• Challenge:
Each record below is to be reproduced without any change.

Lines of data

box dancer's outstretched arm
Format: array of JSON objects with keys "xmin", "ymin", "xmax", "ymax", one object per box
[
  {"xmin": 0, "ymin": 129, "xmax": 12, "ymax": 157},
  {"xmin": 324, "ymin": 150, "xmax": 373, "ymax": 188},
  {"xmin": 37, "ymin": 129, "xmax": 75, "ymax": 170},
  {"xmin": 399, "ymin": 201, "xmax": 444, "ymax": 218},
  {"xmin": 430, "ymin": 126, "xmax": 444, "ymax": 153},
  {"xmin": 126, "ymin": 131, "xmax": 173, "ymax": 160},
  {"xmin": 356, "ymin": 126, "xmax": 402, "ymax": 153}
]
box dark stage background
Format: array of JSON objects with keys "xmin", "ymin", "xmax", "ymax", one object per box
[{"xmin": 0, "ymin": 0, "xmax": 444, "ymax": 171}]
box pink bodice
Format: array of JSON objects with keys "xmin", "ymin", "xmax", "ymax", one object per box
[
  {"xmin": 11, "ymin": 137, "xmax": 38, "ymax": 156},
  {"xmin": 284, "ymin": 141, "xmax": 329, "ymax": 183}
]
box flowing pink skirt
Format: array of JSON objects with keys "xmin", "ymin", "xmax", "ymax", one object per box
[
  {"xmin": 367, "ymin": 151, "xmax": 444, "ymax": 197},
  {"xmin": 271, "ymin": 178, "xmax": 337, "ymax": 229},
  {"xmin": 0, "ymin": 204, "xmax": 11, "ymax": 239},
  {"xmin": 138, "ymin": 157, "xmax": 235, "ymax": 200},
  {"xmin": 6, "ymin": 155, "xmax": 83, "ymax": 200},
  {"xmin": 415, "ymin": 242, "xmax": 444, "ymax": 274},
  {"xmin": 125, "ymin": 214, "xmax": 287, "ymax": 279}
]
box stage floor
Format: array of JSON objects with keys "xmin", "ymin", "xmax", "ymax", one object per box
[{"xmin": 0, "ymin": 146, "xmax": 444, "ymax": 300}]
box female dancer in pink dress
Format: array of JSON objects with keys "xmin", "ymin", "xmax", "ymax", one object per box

• Complete answer:
box dancer's outstretched arm
Format: array of JSON objects with keys "xmin", "ymin", "xmax", "ymax", one object per box
[
  {"xmin": 0, "ymin": 129, "xmax": 12, "ymax": 157},
  {"xmin": 324, "ymin": 150, "xmax": 373, "ymax": 188},
  {"xmin": 37, "ymin": 129, "xmax": 75, "ymax": 170},
  {"xmin": 399, "ymin": 201, "xmax": 444, "ymax": 218},
  {"xmin": 430, "ymin": 126, "xmax": 444, "ymax": 153},
  {"xmin": 126, "ymin": 131, "xmax": 173, "ymax": 160},
  {"xmin": 356, "ymin": 126, "xmax": 402, "ymax": 153}
]
box dark stage background
Format: array of JSON objects with keys "xmin", "ymin", "xmax", "ymax", one object per box
[{"xmin": 0, "ymin": 0, "xmax": 444, "ymax": 171}]
box pink bodice
Format: array of JSON objects with keys "xmin", "ymin", "xmax", "ymax", one object per box
[
  {"xmin": 11, "ymin": 137, "xmax": 38, "ymax": 156},
  {"xmin": 284, "ymin": 141, "xmax": 329, "ymax": 183}
]
box flowing pink skirt
Format: array of JSON objects with keys "xmin", "ymin", "xmax", "ymax", one object per box
[
  {"xmin": 367, "ymin": 151, "xmax": 444, "ymax": 197},
  {"xmin": 271, "ymin": 178, "xmax": 337, "ymax": 229},
  {"xmin": 0, "ymin": 204, "xmax": 11, "ymax": 239},
  {"xmin": 138, "ymin": 157, "xmax": 235, "ymax": 200},
  {"xmin": 6, "ymin": 155, "xmax": 83, "ymax": 200},
  {"xmin": 415, "ymin": 242, "xmax": 444, "ymax": 274},
  {"xmin": 125, "ymin": 214, "xmax": 287, "ymax": 279}
]
box stage floor
Format: array of JSON objects with keys "xmin", "ymin", "xmax", "ymax", one object per box
[{"xmin": 0, "ymin": 146, "xmax": 444, "ymax": 300}]
box female dancer in pink dress
Format: array of JSON objects with keys "xmin", "ymin", "xmax", "ymax", one object per box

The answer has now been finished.